Consigne donnée a
Imprimez sans aucune modification la partie du passage sur la fiscalité ci-dessous qui s'ouvre sur les mots « Dans ce contexte, la » et se termine par « plus aucun sens. ».

Pourquoi ce problème ne se posait-il pas il y a quarante ans ? Parce qu’à l’époque, bénéfices, dividendes et rémunérations étaient tous taxés à hauteur de 40 à 50%, ce qui ne laissait aucun intérêt à conserver des bénéfices dans une holding sans les transformer en revenus ou en dividendes. Alors, pourquoi la taxation des bénéfices a-t-elle été divisée par deux ? Là, on entre dans les contradictions françaises. Dès lors que nous avons libéré les mouvements de capitaux pour financer un niveau de vie supérieur à nos moyens, nous avons dû attirer des capitaux étrangers. Cela nous a obligés, comme nos voisins européens, à baisser l’impôt sur les sociétés pour rester compétitifs. C’est cette baisse qui a rendu possibles ces stratégies d’optimisation, tout en contribuant à l’endettement du pays. En somme, le même choix de financement a conduit à la fois à la baisse de l’IS, à l’optimisation fiscale et à l’augmentation de la dette.
Dans ce contexte, la taxe Zucman peut-elle être une solution ? Les arguments avancés contre elle me paraissent assez faibles. Le premier est qu’elle serait « confiscatoire ». Cet argument ne tient pas : si l’on se base sur les rendements moyens du capital — environ 5 % par an — un capital d’un milliard d’euros génère 50 millions de revenus. Avec la taxe Zucman, on en prélèverait 20, il en resterait donc 30. Le capital continue donc de croître. Or une taxe qui laisse le capital augmenter ne peut pas être qualifiée de confiscatoire, sans quoi le mot n’a plus aucun sens.

Données sources
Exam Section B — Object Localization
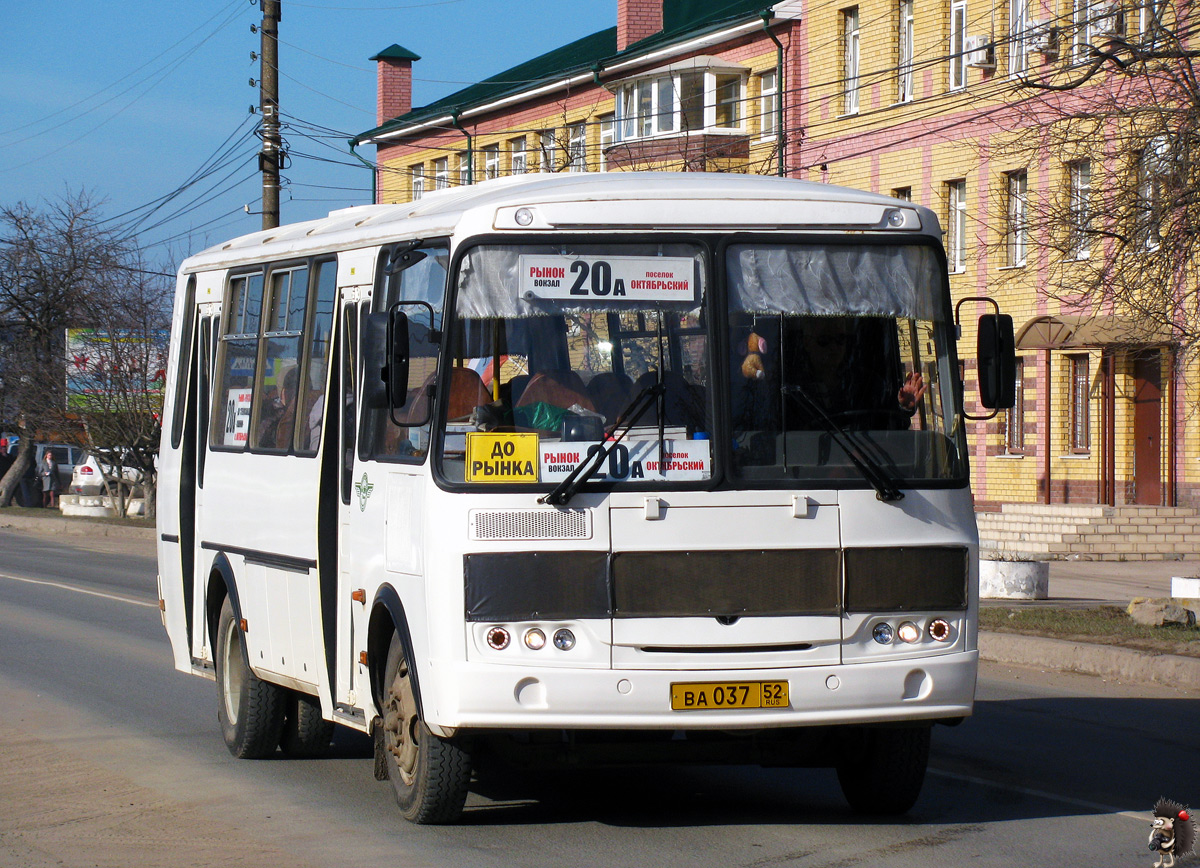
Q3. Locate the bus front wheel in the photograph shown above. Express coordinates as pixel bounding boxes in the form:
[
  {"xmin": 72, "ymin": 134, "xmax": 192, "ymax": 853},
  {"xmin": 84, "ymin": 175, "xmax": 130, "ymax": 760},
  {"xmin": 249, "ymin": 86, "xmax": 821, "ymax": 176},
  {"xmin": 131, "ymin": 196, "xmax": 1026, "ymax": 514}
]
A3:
[
  {"xmin": 216, "ymin": 597, "xmax": 284, "ymax": 760},
  {"xmin": 383, "ymin": 635, "xmax": 470, "ymax": 824},
  {"xmin": 838, "ymin": 726, "xmax": 930, "ymax": 814}
]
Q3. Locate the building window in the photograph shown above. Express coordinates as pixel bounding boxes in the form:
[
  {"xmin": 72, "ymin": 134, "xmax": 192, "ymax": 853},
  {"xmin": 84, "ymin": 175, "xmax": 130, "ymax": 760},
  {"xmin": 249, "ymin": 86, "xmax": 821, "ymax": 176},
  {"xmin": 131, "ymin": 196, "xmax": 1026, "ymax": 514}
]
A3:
[
  {"xmin": 509, "ymin": 136, "xmax": 528, "ymax": 175},
  {"xmin": 1067, "ymin": 160, "xmax": 1092, "ymax": 259},
  {"xmin": 1004, "ymin": 170, "xmax": 1030, "ymax": 268},
  {"xmin": 950, "ymin": 0, "xmax": 967, "ymax": 90},
  {"xmin": 841, "ymin": 6, "xmax": 859, "ymax": 114},
  {"xmin": 616, "ymin": 70, "xmax": 745, "ymax": 142},
  {"xmin": 538, "ymin": 130, "xmax": 558, "ymax": 172},
  {"xmin": 484, "ymin": 144, "xmax": 500, "ymax": 181},
  {"xmin": 1008, "ymin": 0, "xmax": 1032, "ymax": 76},
  {"xmin": 1067, "ymin": 355, "xmax": 1092, "ymax": 454},
  {"xmin": 896, "ymin": 0, "xmax": 913, "ymax": 102},
  {"xmin": 758, "ymin": 70, "xmax": 779, "ymax": 138},
  {"xmin": 1003, "ymin": 359, "xmax": 1025, "ymax": 455},
  {"xmin": 946, "ymin": 180, "xmax": 967, "ymax": 274},
  {"xmin": 599, "ymin": 114, "xmax": 617, "ymax": 172},
  {"xmin": 566, "ymin": 124, "xmax": 588, "ymax": 172},
  {"xmin": 1138, "ymin": 136, "xmax": 1171, "ymax": 250}
]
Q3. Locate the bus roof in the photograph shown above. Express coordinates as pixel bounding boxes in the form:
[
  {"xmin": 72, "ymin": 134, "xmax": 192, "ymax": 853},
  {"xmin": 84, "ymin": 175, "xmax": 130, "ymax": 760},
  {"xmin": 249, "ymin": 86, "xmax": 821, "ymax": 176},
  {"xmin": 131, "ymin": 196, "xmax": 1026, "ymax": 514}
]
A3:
[{"xmin": 181, "ymin": 172, "xmax": 941, "ymax": 271}]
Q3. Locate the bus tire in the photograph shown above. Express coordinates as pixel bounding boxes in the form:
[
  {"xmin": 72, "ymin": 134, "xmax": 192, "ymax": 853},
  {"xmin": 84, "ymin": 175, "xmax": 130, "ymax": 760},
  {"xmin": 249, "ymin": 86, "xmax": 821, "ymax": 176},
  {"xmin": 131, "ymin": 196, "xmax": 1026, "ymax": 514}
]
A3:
[
  {"xmin": 280, "ymin": 690, "xmax": 334, "ymax": 759},
  {"xmin": 838, "ymin": 726, "xmax": 930, "ymax": 815},
  {"xmin": 216, "ymin": 597, "xmax": 284, "ymax": 760},
  {"xmin": 383, "ymin": 634, "xmax": 470, "ymax": 824}
]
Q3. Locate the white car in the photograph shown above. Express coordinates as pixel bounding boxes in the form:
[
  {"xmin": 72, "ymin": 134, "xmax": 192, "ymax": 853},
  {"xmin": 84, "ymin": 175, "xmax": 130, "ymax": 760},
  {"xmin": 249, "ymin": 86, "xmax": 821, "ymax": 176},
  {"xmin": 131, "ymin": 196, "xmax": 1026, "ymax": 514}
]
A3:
[{"xmin": 67, "ymin": 451, "xmax": 142, "ymax": 497}]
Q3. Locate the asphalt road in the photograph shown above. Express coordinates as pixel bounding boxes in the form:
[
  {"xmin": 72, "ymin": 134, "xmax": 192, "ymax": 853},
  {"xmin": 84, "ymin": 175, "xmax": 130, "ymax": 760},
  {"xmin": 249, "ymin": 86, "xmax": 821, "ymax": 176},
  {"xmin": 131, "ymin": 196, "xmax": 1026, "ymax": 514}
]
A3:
[{"xmin": 0, "ymin": 531, "xmax": 1200, "ymax": 868}]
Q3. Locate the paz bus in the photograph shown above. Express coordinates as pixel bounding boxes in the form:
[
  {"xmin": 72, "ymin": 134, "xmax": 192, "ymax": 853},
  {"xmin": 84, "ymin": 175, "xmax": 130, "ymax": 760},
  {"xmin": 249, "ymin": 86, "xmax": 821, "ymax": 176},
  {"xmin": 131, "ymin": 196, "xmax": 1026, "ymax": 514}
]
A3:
[{"xmin": 157, "ymin": 173, "xmax": 1013, "ymax": 822}]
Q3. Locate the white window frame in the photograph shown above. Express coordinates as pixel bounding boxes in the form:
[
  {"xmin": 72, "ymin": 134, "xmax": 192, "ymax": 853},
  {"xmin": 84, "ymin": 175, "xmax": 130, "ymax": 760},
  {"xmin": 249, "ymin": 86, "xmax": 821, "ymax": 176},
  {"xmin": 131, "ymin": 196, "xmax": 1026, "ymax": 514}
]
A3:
[
  {"xmin": 758, "ymin": 70, "xmax": 779, "ymax": 139},
  {"xmin": 896, "ymin": 0, "xmax": 916, "ymax": 102},
  {"xmin": 614, "ymin": 68, "xmax": 748, "ymax": 142},
  {"xmin": 1008, "ymin": 0, "xmax": 1032, "ymax": 77},
  {"xmin": 946, "ymin": 180, "xmax": 967, "ymax": 274},
  {"xmin": 949, "ymin": 0, "xmax": 967, "ymax": 91},
  {"xmin": 538, "ymin": 130, "xmax": 558, "ymax": 172},
  {"xmin": 1004, "ymin": 169, "xmax": 1030, "ymax": 268},
  {"xmin": 566, "ymin": 121, "xmax": 588, "ymax": 172},
  {"xmin": 484, "ymin": 143, "xmax": 500, "ymax": 181},
  {"xmin": 598, "ymin": 114, "xmax": 617, "ymax": 172},
  {"xmin": 1067, "ymin": 160, "xmax": 1092, "ymax": 259},
  {"xmin": 509, "ymin": 136, "xmax": 529, "ymax": 175},
  {"xmin": 841, "ymin": 6, "xmax": 862, "ymax": 114}
]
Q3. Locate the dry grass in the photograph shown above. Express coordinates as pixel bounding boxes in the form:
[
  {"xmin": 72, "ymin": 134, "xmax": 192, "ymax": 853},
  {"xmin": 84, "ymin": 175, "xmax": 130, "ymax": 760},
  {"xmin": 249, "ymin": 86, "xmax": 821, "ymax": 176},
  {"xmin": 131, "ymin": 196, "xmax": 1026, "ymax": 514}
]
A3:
[{"xmin": 979, "ymin": 606, "xmax": 1200, "ymax": 657}]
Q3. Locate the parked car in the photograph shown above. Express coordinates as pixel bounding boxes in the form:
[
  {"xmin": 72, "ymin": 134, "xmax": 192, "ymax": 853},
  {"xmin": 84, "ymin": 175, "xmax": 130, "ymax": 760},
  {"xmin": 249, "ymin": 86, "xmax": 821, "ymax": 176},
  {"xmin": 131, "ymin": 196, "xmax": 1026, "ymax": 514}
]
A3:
[{"xmin": 66, "ymin": 451, "xmax": 142, "ymax": 497}]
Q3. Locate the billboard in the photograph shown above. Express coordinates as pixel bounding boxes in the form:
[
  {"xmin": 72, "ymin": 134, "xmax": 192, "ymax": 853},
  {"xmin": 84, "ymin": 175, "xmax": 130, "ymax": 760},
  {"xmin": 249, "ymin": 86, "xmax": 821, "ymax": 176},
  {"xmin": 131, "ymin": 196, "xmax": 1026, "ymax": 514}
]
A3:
[{"xmin": 66, "ymin": 329, "xmax": 170, "ymax": 411}]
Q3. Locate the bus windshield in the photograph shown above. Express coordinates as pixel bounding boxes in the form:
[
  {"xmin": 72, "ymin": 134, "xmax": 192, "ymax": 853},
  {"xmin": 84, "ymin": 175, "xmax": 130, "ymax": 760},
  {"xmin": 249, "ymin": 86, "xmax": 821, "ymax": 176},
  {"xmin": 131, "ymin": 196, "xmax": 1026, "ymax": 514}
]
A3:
[
  {"xmin": 440, "ymin": 241, "xmax": 965, "ymax": 486},
  {"xmin": 726, "ymin": 244, "xmax": 966, "ymax": 483}
]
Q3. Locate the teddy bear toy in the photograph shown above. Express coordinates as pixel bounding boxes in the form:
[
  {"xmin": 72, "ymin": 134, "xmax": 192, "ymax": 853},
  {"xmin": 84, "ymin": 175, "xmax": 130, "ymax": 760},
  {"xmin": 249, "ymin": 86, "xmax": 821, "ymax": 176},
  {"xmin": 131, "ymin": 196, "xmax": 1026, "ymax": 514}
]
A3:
[{"xmin": 742, "ymin": 331, "xmax": 767, "ymax": 379}]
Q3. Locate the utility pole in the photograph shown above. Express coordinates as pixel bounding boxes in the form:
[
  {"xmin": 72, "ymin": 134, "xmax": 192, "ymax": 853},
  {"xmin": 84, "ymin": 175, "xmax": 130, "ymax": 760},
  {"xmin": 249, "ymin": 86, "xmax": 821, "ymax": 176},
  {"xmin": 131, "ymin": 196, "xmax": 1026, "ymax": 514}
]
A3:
[{"xmin": 258, "ymin": 0, "xmax": 283, "ymax": 229}]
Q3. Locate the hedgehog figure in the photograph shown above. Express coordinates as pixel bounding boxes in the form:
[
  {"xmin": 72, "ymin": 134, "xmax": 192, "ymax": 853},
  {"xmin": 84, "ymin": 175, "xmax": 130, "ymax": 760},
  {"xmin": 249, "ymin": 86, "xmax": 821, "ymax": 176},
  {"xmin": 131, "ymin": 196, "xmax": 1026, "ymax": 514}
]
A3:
[{"xmin": 1150, "ymin": 798, "xmax": 1196, "ymax": 868}]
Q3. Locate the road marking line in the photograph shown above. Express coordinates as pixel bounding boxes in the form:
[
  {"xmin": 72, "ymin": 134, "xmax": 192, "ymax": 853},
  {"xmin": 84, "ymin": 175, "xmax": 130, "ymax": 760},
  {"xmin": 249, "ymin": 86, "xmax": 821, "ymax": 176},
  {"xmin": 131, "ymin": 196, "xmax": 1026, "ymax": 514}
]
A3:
[
  {"xmin": 0, "ymin": 573, "xmax": 158, "ymax": 609},
  {"xmin": 928, "ymin": 768, "xmax": 1150, "ymax": 822}
]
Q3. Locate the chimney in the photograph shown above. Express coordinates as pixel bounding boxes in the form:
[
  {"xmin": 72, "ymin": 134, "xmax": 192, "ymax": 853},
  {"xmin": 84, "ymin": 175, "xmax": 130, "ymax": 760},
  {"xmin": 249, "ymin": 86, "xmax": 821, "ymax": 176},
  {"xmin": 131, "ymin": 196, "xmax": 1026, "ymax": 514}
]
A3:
[
  {"xmin": 617, "ymin": 0, "xmax": 664, "ymax": 52},
  {"xmin": 371, "ymin": 44, "xmax": 420, "ymax": 126}
]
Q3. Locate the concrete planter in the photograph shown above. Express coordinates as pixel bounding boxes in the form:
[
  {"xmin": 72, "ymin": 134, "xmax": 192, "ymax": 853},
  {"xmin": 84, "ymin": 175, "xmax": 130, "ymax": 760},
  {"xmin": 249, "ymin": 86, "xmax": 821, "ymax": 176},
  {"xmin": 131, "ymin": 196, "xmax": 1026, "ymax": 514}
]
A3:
[{"xmin": 979, "ymin": 561, "xmax": 1050, "ymax": 600}]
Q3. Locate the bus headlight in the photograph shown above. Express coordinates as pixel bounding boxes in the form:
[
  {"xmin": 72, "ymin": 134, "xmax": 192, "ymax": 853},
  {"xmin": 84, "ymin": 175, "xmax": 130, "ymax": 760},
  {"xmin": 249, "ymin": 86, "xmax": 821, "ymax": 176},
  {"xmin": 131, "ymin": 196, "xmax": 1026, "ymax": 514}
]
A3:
[{"xmin": 487, "ymin": 627, "xmax": 512, "ymax": 651}]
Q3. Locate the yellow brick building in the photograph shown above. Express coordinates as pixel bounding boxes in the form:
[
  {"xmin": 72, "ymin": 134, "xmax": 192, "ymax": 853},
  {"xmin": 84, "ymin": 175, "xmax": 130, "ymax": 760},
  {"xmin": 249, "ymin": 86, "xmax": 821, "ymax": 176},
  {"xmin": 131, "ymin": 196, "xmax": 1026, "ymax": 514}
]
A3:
[{"xmin": 354, "ymin": 0, "xmax": 1200, "ymax": 509}]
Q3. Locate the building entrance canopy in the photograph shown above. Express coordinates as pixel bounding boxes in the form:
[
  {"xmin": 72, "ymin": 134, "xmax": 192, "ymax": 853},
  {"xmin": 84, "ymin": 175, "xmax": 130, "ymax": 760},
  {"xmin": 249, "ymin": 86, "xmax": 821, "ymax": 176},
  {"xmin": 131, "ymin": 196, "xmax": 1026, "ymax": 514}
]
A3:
[{"xmin": 1016, "ymin": 315, "xmax": 1172, "ymax": 349}]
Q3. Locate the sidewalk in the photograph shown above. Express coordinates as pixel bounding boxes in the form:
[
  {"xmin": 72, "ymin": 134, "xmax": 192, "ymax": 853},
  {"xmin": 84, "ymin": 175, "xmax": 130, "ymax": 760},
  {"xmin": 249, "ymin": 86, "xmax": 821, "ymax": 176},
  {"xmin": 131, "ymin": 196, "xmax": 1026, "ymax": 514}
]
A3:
[{"xmin": 0, "ymin": 509, "xmax": 1200, "ymax": 690}]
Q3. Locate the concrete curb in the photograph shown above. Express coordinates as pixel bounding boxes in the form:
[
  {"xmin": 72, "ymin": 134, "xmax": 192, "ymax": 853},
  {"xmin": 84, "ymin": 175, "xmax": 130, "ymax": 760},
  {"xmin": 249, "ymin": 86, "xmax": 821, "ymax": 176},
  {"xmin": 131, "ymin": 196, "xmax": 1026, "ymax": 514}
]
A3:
[
  {"xmin": 979, "ymin": 630, "xmax": 1200, "ymax": 690},
  {"xmin": 0, "ymin": 511, "xmax": 155, "ymax": 539}
]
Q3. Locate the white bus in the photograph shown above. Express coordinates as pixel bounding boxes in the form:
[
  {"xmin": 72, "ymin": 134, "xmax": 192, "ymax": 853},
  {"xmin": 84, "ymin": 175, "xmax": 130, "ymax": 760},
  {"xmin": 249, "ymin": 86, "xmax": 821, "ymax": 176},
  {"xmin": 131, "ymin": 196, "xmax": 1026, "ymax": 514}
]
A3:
[{"xmin": 158, "ymin": 173, "xmax": 1013, "ymax": 822}]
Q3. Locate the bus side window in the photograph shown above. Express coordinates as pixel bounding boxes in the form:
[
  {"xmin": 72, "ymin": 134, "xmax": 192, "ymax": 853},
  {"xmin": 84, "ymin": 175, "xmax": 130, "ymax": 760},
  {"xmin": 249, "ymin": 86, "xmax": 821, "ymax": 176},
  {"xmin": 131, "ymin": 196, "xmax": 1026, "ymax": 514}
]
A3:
[
  {"xmin": 341, "ymin": 305, "xmax": 357, "ymax": 503},
  {"xmin": 211, "ymin": 271, "xmax": 263, "ymax": 450},
  {"xmin": 359, "ymin": 245, "xmax": 451, "ymax": 462},
  {"xmin": 295, "ymin": 259, "xmax": 337, "ymax": 455},
  {"xmin": 250, "ymin": 265, "xmax": 308, "ymax": 451}
]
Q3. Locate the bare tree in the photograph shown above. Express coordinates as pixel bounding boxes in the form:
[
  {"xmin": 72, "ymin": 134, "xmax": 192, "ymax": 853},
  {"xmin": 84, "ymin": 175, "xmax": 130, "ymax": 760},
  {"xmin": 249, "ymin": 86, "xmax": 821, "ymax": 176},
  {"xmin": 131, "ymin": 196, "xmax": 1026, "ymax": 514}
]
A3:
[
  {"xmin": 991, "ymin": 0, "xmax": 1200, "ymax": 362},
  {"xmin": 0, "ymin": 193, "xmax": 125, "ymax": 505}
]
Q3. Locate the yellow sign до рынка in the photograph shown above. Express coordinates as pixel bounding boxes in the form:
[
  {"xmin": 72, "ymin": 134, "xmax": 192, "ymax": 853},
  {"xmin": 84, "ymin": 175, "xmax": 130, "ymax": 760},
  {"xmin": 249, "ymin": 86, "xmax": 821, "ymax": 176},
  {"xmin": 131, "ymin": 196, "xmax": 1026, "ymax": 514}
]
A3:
[{"xmin": 467, "ymin": 431, "xmax": 539, "ymax": 483}]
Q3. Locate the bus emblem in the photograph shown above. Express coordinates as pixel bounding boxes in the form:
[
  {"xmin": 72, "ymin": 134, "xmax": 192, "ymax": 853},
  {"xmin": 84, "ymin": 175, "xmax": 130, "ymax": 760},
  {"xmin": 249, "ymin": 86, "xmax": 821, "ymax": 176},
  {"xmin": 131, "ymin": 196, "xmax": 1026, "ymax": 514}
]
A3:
[{"xmin": 354, "ymin": 471, "xmax": 374, "ymax": 513}]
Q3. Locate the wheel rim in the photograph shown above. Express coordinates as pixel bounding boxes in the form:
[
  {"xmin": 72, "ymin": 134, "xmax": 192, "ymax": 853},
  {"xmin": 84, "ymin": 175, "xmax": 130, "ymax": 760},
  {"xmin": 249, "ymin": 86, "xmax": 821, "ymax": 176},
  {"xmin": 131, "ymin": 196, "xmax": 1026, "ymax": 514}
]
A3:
[
  {"xmin": 383, "ymin": 660, "xmax": 419, "ymax": 786},
  {"xmin": 221, "ymin": 624, "xmax": 246, "ymax": 724}
]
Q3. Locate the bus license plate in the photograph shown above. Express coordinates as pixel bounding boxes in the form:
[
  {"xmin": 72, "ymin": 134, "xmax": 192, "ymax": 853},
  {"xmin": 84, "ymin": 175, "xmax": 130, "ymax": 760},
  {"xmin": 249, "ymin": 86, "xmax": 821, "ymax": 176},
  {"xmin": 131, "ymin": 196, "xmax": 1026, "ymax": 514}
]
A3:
[{"xmin": 671, "ymin": 681, "xmax": 788, "ymax": 711}]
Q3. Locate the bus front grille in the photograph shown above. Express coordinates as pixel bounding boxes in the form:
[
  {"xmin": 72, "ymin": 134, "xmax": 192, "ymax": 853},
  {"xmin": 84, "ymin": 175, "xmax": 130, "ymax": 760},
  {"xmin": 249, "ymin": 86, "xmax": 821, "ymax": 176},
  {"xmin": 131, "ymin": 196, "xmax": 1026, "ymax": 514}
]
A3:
[{"xmin": 468, "ymin": 509, "xmax": 592, "ymax": 540}]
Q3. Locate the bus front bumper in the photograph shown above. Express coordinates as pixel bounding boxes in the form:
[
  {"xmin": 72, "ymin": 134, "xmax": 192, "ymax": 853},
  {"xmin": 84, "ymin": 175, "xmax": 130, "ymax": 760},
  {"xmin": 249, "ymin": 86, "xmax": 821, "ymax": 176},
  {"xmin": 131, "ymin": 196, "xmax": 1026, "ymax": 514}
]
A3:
[{"xmin": 422, "ymin": 651, "xmax": 979, "ymax": 735}]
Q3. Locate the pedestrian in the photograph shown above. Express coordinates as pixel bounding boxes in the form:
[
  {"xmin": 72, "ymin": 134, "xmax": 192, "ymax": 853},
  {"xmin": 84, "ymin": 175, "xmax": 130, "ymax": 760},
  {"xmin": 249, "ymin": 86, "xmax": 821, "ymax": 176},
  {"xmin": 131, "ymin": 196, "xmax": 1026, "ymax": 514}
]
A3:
[{"xmin": 37, "ymin": 449, "xmax": 59, "ymax": 509}]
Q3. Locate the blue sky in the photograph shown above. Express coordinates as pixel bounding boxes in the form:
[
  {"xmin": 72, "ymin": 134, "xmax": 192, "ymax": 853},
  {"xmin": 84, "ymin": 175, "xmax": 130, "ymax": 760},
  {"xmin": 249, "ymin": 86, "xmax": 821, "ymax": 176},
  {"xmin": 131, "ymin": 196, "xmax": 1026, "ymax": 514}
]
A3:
[{"xmin": 0, "ymin": 0, "xmax": 617, "ymax": 263}]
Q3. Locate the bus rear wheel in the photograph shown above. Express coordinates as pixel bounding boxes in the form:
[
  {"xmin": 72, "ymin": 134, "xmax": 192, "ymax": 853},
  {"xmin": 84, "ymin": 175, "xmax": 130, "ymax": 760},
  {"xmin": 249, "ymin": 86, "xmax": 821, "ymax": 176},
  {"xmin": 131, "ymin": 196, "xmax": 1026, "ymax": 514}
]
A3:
[
  {"xmin": 383, "ymin": 635, "xmax": 470, "ymax": 824},
  {"xmin": 216, "ymin": 597, "xmax": 284, "ymax": 760},
  {"xmin": 838, "ymin": 726, "xmax": 930, "ymax": 815}
]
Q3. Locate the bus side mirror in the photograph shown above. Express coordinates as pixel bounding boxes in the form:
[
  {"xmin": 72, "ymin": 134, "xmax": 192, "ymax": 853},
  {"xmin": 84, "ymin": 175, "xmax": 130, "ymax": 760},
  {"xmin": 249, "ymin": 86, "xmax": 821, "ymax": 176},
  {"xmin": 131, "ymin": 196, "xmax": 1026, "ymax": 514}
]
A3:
[
  {"xmin": 385, "ymin": 306, "xmax": 409, "ymax": 409},
  {"xmin": 977, "ymin": 313, "xmax": 1016, "ymax": 409}
]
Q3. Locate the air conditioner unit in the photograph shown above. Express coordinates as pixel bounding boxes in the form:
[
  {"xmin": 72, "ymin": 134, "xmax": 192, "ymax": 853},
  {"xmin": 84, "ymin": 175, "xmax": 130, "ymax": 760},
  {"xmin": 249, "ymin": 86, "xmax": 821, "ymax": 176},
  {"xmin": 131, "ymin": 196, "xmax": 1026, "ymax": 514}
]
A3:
[
  {"xmin": 962, "ymin": 36, "xmax": 996, "ymax": 70},
  {"xmin": 1028, "ymin": 20, "xmax": 1058, "ymax": 60},
  {"xmin": 1092, "ymin": 2, "xmax": 1124, "ymax": 38}
]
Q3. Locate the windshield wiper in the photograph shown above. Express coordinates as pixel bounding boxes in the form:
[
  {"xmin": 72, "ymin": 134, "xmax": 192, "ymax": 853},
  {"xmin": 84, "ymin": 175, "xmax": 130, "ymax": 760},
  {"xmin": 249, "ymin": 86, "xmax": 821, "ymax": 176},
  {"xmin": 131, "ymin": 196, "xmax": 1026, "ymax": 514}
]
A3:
[
  {"xmin": 538, "ymin": 383, "xmax": 666, "ymax": 507},
  {"xmin": 782, "ymin": 385, "xmax": 904, "ymax": 503}
]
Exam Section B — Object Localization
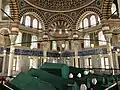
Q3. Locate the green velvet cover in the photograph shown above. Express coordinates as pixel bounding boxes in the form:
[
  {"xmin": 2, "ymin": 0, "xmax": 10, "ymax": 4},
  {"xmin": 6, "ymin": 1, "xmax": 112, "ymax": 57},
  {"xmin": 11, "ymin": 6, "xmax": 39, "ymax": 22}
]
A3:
[
  {"xmin": 27, "ymin": 68, "xmax": 74, "ymax": 90},
  {"xmin": 40, "ymin": 63, "xmax": 69, "ymax": 79},
  {"xmin": 11, "ymin": 73, "xmax": 56, "ymax": 90}
]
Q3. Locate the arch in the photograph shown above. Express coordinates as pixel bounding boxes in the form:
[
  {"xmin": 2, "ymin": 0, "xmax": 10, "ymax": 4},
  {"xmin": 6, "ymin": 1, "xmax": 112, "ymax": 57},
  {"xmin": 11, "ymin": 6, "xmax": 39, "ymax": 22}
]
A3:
[
  {"xmin": 75, "ymin": 7, "xmax": 103, "ymax": 30},
  {"xmin": 102, "ymin": 0, "xmax": 113, "ymax": 20},
  {"xmin": 90, "ymin": 15, "xmax": 97, "ymax": 26},
  {"xmin": 32, "ymin": 19, "xmax": 38, "ymax": 28},
  {"xmin": 20, "ymin": 7, "xmax": 47, "ymax": 30},
  {"xmin": 4, "ymin": 4, "xmax": 10, "ymax": 16},
  {"xmin": 83, "ymin": 18, "xmax": 89, "ymax": 28},
  {"xmin": 47, "ymin": 14, "xmax": 74, "ymax": 29},
  {"xmin": 25, "ymin": 16, "xmax": 31, "ymax": 26},
  {"xmin": 9, "ymin": 0, "xmax": 20, "ymax": 23}
]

Consigne donnée b
Comptez les lignes ci-dessus qui contiennent la chaîne « white », en respectant les majuscules et les minuscules, et indiquez uniquement ce nombre.

Réponse attendue a
Dans ce contexte, la taxe Zucman peut-elle être une solution ? Les arguments avancés contre elle me paraissent assez faibles. Le premier est qu’elle serait « confiscatoire ». Cet argument ne tient pas : si l’on se base sur les rendements moyens du capital — environ 5 % par an — un capital d’un milliard d’euros génère 50 millions de revenus. Avec la taxe Zucman, on en prélèverait 20, il en resterait donc 30. Le capital continue donc de croître. Or une taxe qui laisse le capital augmenter ne peut pas être qualifiée de confiscatoire, sans quoi le mot n’a plus aucun sens.

Réponse attendue b
3